Estratto del documento:
┄┄┄┄┄┄┄┄┄┄┄┄┄┄┄┄┄┄┄┄

I pediatri, in questo ultimo periodo, hanno sollevato un grosso polverone a causa della richiesta di produrre certificati di riammissione ogni qual volta un alunno abbia il raffreddore. Considerando che tra poco quasi in tutte le regioni si ritornerà sui banchi, già si prospetta un autunno caotico per i pediatri.

Tra massimo un mese nelle scuole italiane ci sarà il caos a causa dei tamponi”.

Ne è sicuro il presidente della Federazione Italiana Medici Pediatri, Paolo Biasci, che afferma della criticità cui stanno andando incontro pediatri di base e dirigenti scolastici.

Le linee guida per la gestione dei focolai nelle scuole messo a punto da Iss, ministero della Salute e ministero dell’Istruzione, prevedono che in caso di febbre o di sintomi compatibili con il Covid-19, i genitori non debbano mandare i bambini a scuola. E se il minore si assenta per più di tre giorni per la riammissione a scuola è necessario un certificato che il pediatra potrà compilare solo a fronte del responso del tampone.

Tra qualche settimana si svuoteranno le classi sia per numero di contagiati che di sospetti”, spiega Biasci. La procedura è chiara: il medico fa richiesta di tampone al dipartimento di prevenzione (la Asl), la domanda viene recepita e presa in carico, a quel punto il genitore viene chiamato per un appuntamento, il tampone viene eseguito e poi bisogna attendere la risposta. Se le richieste di tamponi sono tante, il bambino resta a casa una settimana, 10 giorni. Magari, nel frattempo, il raffreddore è passato ma dobbiamo comunque attendere”.

Le conseguenze più gravi si ripercuoteranno sulla famiglia: il bambino non potrà andare a scuola pertanto uno dei genitori dovrà restare a casa.

┄┄┄┄┄┄┄┄┄┄┄┄┄┄┄┄┄┄┄┄

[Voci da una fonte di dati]

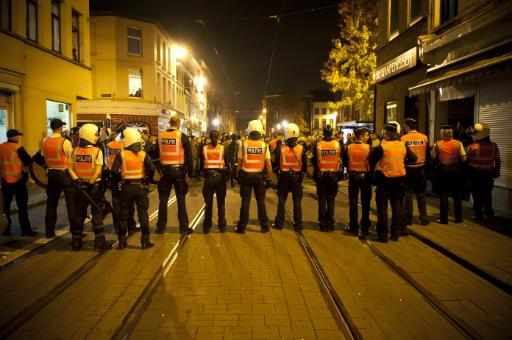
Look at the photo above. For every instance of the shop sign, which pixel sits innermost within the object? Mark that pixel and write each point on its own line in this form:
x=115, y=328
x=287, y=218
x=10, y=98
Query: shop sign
x=396, y=65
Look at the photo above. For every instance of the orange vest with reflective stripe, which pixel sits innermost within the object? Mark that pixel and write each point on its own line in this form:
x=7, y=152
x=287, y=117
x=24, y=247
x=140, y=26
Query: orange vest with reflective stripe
x=417, y=142
x=114, y=148
x=132, y=164
x=448, y=151
x=253, y=155
x=84, y=162
x=54, y=153
x=213, y=156
x=291, y=158
x=358, y=157
x=482, y=155
x=170, y=148
x=328, y=155
x=10, y=163
x=392, y=162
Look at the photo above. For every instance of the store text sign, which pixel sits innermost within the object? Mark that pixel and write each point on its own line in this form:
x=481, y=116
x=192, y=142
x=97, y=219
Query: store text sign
x=396, y=65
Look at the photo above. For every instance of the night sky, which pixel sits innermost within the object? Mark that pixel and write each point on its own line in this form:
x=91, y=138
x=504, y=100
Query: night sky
x=245, y=45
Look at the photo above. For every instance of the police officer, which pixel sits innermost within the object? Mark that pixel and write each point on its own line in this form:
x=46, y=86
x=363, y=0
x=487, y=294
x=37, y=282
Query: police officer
x=389, y=159
x=484, y=166
x=134, y=168
x=357, y=160
x=13, y=159
x=416, y=179
x=56, y=151
x=449, y=154
x=85, y=167
x=212, y=161
x=253, y=159
x=176, y=162
x=327, y=161
x=292, y=161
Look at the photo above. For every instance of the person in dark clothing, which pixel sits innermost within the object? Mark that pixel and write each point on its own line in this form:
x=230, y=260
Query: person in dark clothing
x=388, y=160
x=291, y=161
x=175, y=154
x=13, y=159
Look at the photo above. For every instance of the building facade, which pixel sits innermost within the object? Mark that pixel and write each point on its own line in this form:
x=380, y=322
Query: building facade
x=141, y=77
x=45, y=65
x=451, y=65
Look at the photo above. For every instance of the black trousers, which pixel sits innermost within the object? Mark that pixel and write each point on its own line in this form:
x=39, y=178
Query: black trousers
x=215, y=183
x=252, y=182
x=389, y=189
x=451, y=183
x=287, y=183
x=134, y=193
x=18, y=190
x=326, y=191
x=172, y=176
x=97, y=193
x=481, y=184
x=359, y=182
x=415, y=184
x=59, y=181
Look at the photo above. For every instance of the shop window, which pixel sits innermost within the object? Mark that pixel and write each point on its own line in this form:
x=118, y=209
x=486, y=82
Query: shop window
x=5, y=14
x=134, y=41
x=56, y=110
x=393, y=18
x=135, y=82
x=391, y=110
x=56, y=25
x=75, y=35
x=31, y=20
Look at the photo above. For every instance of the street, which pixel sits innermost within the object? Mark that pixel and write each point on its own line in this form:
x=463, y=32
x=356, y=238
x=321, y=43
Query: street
x=443, y=281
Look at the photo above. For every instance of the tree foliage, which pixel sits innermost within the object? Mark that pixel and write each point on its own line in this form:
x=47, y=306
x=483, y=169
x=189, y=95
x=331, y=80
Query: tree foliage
x=352, y=60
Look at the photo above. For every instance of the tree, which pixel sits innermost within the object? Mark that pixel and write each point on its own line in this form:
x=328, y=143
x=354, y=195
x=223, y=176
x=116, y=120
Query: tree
x=352, y=60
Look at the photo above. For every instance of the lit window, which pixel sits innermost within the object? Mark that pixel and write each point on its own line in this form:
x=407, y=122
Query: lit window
x=134, y=41
x=31, y=20
x=135, y=82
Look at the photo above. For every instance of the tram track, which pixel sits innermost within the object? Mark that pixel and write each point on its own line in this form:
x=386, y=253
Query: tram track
x=23, y=317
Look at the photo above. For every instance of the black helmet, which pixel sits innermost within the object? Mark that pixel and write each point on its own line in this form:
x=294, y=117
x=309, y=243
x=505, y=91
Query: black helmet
x=328, y=131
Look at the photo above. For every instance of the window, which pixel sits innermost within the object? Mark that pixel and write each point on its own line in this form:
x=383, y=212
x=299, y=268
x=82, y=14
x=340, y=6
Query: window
x=414, y=10
x=56, y=25
x=134, y=41
x=75, y=35
x=5, y=14
x=393, y=18
x=31, y=19
x=135, y=82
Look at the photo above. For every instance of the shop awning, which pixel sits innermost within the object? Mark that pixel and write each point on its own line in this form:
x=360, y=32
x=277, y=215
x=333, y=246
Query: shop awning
x=480, y=69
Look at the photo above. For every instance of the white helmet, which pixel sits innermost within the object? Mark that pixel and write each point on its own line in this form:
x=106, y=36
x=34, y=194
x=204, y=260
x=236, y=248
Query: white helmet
x=255, y=126
x=130, y=137
x=90, y=133
x=482, y=131
x=291, y=130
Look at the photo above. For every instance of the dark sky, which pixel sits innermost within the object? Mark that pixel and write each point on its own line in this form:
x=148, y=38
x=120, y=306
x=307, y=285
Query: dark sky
x=245, y=45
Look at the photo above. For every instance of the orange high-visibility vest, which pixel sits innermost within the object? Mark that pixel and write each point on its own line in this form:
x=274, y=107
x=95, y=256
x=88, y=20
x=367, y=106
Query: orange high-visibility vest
x=171, y=148
x=417, y=142
x=132, y=165
x=253, y=155
x=358, y=157
x=328, y=155
x=11, y=166
x=392, y=162
x=84, y=162
x=54, y=153
x=213, y=156
x=114, y=148
x=482, y=155
x=448, y=151
x=291, y=158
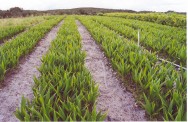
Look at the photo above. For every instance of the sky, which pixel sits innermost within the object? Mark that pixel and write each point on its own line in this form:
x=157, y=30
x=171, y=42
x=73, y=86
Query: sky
x=138, y=5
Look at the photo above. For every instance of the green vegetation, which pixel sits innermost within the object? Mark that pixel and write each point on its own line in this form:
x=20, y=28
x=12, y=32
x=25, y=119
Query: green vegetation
x=64, y=91
x=11, y=52
x=167, y=41
x=13, y=26
x=171, y=19
x=161, y=86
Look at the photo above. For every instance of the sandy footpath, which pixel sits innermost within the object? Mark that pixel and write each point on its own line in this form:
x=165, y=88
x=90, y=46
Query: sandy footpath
x=113, y=97
x=19, y=81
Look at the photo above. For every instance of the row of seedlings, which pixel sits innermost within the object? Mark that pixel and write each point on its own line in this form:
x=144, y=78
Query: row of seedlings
x=65, y=90
x=11, y=27
x=164, y=42
x=160, y=88
x=12, y=51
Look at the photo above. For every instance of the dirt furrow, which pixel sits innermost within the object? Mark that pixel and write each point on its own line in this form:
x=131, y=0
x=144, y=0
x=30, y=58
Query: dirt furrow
x=113, y=98
x=19, y=81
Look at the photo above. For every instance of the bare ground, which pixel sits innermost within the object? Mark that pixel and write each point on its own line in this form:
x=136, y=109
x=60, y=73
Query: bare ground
x=19, y=81
x=113, y=98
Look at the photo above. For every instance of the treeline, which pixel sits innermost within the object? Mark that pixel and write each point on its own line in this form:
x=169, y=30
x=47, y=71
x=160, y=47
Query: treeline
x=19, y=12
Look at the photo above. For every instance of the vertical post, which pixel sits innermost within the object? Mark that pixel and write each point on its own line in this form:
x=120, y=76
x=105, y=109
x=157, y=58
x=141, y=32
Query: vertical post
x=138, y=37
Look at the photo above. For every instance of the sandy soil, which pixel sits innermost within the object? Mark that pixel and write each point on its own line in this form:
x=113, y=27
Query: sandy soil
x=19, y=81
x=113, y=98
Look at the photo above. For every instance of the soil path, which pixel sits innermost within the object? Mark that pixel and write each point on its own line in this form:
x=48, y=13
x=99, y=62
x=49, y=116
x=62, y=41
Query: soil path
x=113, y=98
x=19, y=81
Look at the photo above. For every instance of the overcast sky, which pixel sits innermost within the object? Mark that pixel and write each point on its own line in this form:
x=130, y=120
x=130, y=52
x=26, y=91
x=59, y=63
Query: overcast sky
x=138, y=5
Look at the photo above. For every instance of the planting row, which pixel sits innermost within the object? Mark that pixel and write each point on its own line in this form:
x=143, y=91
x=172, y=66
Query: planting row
x=65, y=90
x=11, y=27
x=11, y=52
x=160, y=87
x=164, y=41
x=171, y=19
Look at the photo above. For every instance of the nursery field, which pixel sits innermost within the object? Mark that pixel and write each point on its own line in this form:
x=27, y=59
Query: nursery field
x=115, y=67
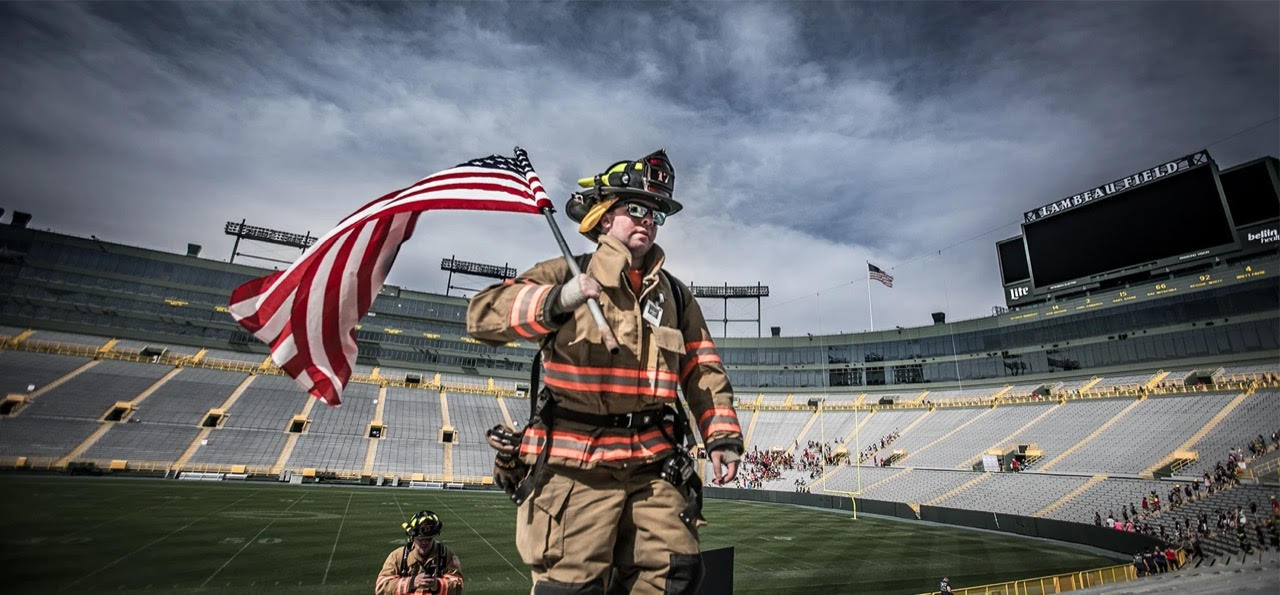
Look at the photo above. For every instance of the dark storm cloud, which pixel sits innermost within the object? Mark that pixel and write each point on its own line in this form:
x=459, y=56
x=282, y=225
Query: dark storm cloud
x=808, y=137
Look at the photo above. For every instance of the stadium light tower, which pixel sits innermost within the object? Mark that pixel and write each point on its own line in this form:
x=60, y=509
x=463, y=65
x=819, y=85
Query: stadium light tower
x=474, y=269
x=268, y=236
x=727, y=292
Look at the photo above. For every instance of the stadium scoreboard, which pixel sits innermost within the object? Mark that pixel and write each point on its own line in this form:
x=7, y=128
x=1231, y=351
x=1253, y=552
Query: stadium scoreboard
x=1180, y=216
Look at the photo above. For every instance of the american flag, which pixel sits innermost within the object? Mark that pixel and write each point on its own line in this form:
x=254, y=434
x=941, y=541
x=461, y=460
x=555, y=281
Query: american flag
x=877, y=274
x=307, y=312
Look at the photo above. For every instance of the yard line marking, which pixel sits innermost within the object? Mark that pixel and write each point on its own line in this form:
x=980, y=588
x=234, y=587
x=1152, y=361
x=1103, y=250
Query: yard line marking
x=325, y=577
x=155, y=541
x=247, y=544
x=524, y=575
x=397, y=506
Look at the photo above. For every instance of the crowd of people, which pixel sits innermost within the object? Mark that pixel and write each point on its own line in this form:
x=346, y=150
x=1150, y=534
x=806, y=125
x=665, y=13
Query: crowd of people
x=1243, y=523
x=762, y=466
x=872, y=451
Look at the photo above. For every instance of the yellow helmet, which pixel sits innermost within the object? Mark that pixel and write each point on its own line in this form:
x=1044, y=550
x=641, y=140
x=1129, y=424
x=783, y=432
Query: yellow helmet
x=650, y=178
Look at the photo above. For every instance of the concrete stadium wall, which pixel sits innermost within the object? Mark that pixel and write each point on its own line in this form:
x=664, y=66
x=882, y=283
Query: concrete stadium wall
x=1074, y=532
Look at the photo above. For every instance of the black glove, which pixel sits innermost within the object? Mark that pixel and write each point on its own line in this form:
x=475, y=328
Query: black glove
x=508, y=470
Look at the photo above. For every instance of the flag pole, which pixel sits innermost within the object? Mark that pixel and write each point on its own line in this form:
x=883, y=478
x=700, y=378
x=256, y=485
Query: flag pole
x=869, y=315
x=593, y=305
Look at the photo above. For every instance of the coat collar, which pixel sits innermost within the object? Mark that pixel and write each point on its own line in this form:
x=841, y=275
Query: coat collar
x=612, y=259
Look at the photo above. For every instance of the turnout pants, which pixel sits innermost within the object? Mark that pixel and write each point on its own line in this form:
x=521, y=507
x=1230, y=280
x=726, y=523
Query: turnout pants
x=616, y=529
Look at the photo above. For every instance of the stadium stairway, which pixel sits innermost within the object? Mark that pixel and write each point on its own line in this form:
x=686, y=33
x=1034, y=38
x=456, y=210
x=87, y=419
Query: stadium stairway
x=1194, y=438
x=506, y=415
x=1070, y=495
x=371, y=454
x=750, y=428
x=63, y=379
x=940, y=439
x=804, y=430
x=1091, y=436
x=293, y=439
x=108, y=425
x=972, y=483
x=204, y=431
x=446, y=426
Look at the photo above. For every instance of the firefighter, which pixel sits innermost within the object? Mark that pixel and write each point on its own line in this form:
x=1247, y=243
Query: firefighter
x=423, y=564
x=608, y=495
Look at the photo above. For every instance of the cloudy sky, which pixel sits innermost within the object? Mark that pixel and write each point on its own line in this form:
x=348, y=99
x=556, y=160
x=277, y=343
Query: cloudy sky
x=808, y=137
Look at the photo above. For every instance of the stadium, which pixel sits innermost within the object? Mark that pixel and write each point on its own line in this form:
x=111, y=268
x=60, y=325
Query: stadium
x=1139, y=365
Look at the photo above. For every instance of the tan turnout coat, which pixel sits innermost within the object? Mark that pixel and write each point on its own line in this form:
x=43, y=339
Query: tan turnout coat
x=652, y=362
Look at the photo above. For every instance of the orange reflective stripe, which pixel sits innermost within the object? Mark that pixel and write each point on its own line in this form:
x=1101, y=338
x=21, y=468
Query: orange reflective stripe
x=662, y=392
x=718, y=419
x=536, y=306
x=694, y=361
x=513, y=320
x=722, y=426
x=524, y=311
x=586, y=448
x=717, y=411
x=607, y=371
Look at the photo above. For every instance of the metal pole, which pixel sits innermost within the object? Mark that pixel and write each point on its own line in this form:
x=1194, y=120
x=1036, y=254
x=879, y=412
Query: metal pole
x=236, y=246
x=593, y=305
x=448, y=284
x=869, y=315
x=758, y=334
x=726, y=309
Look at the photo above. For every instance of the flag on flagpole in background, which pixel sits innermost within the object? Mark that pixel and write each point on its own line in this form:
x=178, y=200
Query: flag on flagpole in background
x=307, y=312
x=877, y=274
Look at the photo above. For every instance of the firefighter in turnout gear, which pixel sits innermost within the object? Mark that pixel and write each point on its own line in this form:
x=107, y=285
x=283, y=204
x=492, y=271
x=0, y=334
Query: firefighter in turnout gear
x=423, y=564
x=608, y=495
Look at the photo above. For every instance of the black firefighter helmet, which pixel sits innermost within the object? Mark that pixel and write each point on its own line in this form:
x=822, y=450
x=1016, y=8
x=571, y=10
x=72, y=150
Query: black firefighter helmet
x=425, y=523
x=650, y=178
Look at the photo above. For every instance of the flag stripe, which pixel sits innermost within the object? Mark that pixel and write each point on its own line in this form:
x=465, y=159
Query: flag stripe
x=307, y=314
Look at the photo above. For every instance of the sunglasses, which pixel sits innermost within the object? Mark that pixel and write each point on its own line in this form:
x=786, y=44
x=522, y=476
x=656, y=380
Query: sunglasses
x=639, y=211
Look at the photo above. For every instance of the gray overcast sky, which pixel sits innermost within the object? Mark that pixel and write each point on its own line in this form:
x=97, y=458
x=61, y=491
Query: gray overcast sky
x=808, y=137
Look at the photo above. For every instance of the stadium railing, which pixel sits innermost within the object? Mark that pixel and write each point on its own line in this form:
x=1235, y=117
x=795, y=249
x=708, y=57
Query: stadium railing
x=1069, y=581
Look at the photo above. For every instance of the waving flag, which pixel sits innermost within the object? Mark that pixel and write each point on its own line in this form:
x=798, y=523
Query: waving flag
x=307, y=312
x=878, y=275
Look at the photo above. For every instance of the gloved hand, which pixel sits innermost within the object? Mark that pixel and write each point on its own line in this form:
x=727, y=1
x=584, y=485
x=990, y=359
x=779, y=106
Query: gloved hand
x=508, y=470
x=576, y=292
x=730, y=458
x=426, y=584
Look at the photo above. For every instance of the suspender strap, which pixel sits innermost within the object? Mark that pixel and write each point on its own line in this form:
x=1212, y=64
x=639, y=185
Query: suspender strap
x=636, y=421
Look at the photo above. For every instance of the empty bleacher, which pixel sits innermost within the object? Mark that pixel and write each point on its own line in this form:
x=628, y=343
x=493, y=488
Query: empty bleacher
x=1109, y=495
x=187, y=396
x=1014, y=493
x=932, y=426
x=412, y=443
x=160, y=443
x=128, y=346
x=268, y=403
x=19, y=370
x=1144, y=435
x=471, y=416
x=1257, y=415
x=67, y=338
x=1065, y=426
x=42, y=436
x=777, y=429
x=960, y=394
x=88, y=396
x=329, y=452
x=229, y=445
x=982, y=434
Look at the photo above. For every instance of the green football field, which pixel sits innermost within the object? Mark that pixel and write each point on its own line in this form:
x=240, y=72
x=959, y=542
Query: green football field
x=129, y=536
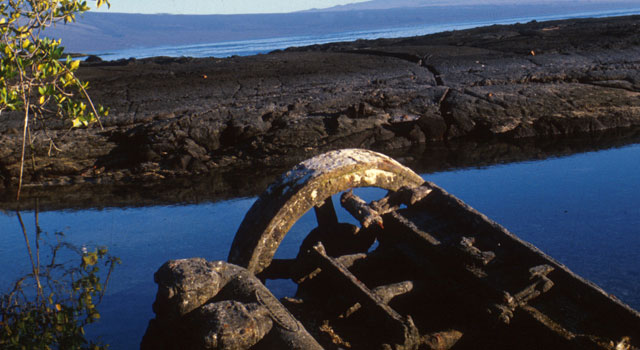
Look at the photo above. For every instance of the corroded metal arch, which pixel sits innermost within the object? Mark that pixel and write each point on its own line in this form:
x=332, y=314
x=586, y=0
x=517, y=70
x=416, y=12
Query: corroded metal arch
x=307, y=185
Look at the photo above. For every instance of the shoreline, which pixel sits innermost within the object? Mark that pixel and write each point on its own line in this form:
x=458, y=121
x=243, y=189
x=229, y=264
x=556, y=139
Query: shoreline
x=179, y=117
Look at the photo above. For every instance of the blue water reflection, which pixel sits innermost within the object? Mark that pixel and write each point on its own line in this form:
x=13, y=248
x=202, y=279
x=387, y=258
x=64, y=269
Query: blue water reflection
x=581, y=209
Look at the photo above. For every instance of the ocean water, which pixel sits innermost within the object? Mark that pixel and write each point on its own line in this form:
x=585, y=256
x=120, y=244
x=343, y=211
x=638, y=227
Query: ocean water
x=262, y=46
x=580, y=209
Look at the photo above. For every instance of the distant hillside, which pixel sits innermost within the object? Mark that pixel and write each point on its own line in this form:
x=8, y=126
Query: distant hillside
x=101, y=32
x=387, y=4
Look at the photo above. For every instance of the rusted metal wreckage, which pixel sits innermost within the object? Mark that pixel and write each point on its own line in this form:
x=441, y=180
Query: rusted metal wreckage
x=441, y=276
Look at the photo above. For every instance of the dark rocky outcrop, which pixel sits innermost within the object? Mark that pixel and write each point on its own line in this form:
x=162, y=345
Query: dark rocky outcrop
x=172, y=117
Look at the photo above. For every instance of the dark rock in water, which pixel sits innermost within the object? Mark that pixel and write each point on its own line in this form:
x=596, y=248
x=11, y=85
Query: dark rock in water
x=172, y=117
x=217, y=305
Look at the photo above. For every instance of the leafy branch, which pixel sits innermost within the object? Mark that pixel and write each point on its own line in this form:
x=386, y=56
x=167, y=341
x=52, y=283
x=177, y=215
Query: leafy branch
x=50, y=307
x=35, y=75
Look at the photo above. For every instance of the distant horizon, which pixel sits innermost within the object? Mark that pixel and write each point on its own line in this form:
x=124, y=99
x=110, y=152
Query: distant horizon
x=248, y=7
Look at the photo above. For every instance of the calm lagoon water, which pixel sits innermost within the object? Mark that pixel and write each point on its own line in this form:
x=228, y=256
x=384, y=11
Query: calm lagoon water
x=581, y=209
x=261, y=46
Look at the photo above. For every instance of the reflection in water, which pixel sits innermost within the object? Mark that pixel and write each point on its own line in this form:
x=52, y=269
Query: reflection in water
x=581, y=209
x=248, y=182
x=50, y=306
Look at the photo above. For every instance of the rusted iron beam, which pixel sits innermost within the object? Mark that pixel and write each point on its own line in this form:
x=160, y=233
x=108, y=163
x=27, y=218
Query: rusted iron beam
x=305, y=186
x=405, y=195
x=326, y=213
x=398, y=329
x=386, y=293
x=360, y=210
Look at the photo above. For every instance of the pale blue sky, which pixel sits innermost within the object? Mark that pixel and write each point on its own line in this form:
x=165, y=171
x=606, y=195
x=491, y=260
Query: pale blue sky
x=219, y=6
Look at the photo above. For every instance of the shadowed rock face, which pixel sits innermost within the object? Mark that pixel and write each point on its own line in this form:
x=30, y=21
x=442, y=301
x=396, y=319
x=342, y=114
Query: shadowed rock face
x=172, y=117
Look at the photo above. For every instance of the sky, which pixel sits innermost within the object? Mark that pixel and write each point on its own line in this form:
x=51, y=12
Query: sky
x=219, y=6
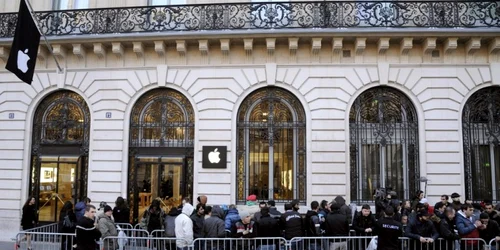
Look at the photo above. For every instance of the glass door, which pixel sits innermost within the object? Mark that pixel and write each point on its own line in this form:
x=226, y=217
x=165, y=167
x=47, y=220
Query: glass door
x=57, y=185
x=157, y=178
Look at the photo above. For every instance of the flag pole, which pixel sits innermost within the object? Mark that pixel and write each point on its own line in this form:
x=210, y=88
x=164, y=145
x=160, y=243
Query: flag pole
x=35, y=20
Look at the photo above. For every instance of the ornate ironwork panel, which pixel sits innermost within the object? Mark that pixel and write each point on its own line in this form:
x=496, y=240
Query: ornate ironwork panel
x=271, y=15
x=162, y=118
x=271, y=147
x=383, y=127
x=61, y=119
x=481, y=137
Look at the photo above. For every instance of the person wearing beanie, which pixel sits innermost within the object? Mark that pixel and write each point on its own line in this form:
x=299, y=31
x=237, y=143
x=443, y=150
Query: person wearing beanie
x=336, y=225
x=455, y=202
x=422, y=231
x=251, y=206
x=489, y=229
x=107, y=227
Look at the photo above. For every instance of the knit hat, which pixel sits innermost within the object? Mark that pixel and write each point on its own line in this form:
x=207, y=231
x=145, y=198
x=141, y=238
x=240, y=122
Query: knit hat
x=107, y=208
x=244, y=214
x=252, y=197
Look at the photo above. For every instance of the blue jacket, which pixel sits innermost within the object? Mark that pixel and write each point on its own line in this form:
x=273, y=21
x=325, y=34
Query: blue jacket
x=231, y=218
x=464, y=225
x=80, y=210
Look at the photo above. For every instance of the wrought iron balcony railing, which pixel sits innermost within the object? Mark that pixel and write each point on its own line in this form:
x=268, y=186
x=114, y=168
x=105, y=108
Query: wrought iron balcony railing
x=248, y=16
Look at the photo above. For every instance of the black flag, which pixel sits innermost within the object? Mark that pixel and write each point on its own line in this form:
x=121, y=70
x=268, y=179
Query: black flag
x=24, y=50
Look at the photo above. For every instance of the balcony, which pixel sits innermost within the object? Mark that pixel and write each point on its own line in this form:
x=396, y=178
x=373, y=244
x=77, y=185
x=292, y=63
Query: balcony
x=251, y=17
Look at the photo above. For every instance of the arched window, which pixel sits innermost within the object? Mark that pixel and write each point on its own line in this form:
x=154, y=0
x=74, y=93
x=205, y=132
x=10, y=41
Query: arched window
x=383, y=128
x=481, y=136
x=161, y=150
x=60, y=149
x=271, y=147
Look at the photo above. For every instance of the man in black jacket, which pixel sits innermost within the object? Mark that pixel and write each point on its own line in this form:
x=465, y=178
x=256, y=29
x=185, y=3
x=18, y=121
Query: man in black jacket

┄┄┄┄┄┄┄┄┄┄┄┄┄┄┄┄┄┄┄┄

Istruzioni:
A) Secondo il testo sui certificati di riammissione, chi è il presidente della Federazione Italiana Medici Pediatri?
B) Ricopia dal testo sui certificati di riammissione il brano che comincia con le parole "Ne è sicuro" e si chiude dopo "responso del tampone.".
C) Continua il testo sui certificati di riammissione dopo la sua ultima frase.

Risposte:
A) Paolo Biasci.

B)
Ne è sicuro il presidente della Federazione Italiana Medici Pediatri, Paolo Biasci, che afferma della criticità cui stanno andando incontro pediatri di base e dirigenti scolastici.

Le linee guida per la gestione dei focolai nelle scuole messo a punto da Iss, ministero della Salute e ministero dell’Istruzione, prevedono che in caso di febbre o di sintomi compatibili con il Covid-19, i genitori non debbano mandare i bambini a scuola. E se il minore si assenta per più di tre giorni per la riammissione a scuola è necessario un certificato che il pediatra potrà compilare solo a fronte del responso del tampone.

C)
Che la scuola sarebbe stata una grossa scommessa lo sapevamo tutti”, osserva ancora Biasci. “Piuttosto – rincara il presidente di Fimp – se il governo ci avesse coinvolto ai tavoli ora saprebbe quante richieste di assistenza per influenze, raffreddori e simili riceviamo in inverno: almeno 30 telefonate al giorno”.

Poi Biasci chiede: “Le Regioni hanno acquistato abbastanza reagenti, hanno organizzato i drive through, che per i bambini è una soluzione di gran lunga più facile? Il tempo c’è stato, ora inizia la riprova“.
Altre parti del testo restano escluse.